DATA ENTRIES
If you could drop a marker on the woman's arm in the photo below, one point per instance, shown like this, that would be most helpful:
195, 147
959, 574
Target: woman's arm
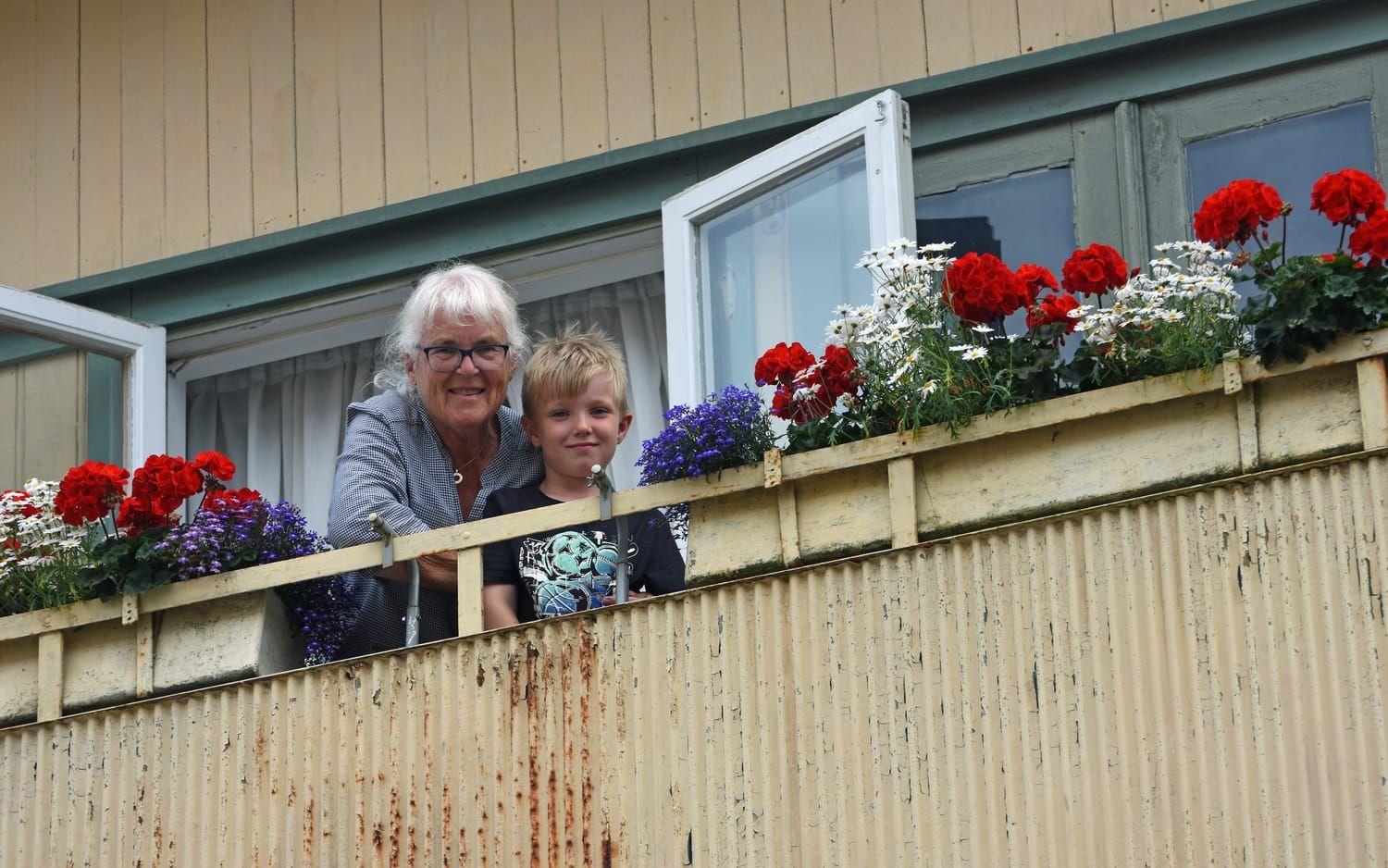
499, 606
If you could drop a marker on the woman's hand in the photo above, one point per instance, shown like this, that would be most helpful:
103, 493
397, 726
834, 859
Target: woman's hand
630, 596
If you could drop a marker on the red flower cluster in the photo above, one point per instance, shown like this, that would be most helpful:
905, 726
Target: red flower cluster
229, 499
1235, 211
1371, 239
1035, 278
1054, 308
980, 288
1346, 196
216, 465
810, 391
782, 364
89, 490
1094, 269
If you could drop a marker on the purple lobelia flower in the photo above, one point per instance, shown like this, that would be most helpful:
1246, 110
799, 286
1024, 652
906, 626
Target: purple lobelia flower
726, 429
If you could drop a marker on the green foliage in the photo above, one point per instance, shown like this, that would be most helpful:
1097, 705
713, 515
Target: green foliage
1309, 302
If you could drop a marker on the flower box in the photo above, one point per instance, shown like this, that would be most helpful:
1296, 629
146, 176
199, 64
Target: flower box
1043, 459
107, 663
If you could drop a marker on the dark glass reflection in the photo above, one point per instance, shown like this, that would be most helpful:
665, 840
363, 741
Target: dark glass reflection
1021, 218
1291, 155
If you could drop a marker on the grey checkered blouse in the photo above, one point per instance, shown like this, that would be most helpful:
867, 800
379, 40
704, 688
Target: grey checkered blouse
393, 465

DIRECTIONS
Write out all the records again, exactly, minus any pictures.

FINISHED EXERCISE
If you could drop a marker on the woman's arm in the photo below, one point per instance, shown like this, that would be most helpful:
195, 147
959, 574
Target: woman's arm
499, 606
If you could drop a marker on the woman's hand in the photo above, one point per instance, shown like this, that would be most helpful:
103, 493
397, 726
834, 859
Target: woman's hand
630, 596
If you could drop a marker on the red flower cluster in the photo above, one point per instance, shown like this, that would be most helpful:
905, 726
Target: red flower cluster
229, 499
1235, 211
1371, 239
1035, 278
1054, 308
980, 288
1346, 196
216, 465
810, 391
782, 364
89, 490
1094, 269
If you could drop a marker on the purple lobelia flower in the photo above, one point per instance, shown like this, that would be most helpful:
1246, 110
799, 286
1024, 652
906, 626
Target: purple lobelia flower
726, 429
If you could drop a marker on the green foliage in the photo above, one point per instance, shown like this, that would be most helpful:
1097, 705
713, 515
Target: green foliage
1309, 302
If you could drop a marker on the flower box in the photo above, one point per instance, shown like this, that would be most helpful:
1296, 629
146, 176
199, 64
Target: flower box
1043, 459
107, 663
If you could drop a marker on the dark glass reflection in the photo above, one point per instance, shown like this, that would be most helpful:
665, 840
363, 741
Target: dark glass reflection
1021, 218
1291, 155
If you could drop a marker on the grey checkered blouse in the photo above, one point per instance, shown like this, that would be most helpful:
867, 800
379, 40
704, 688
Target: grey checkered blouse
393, 465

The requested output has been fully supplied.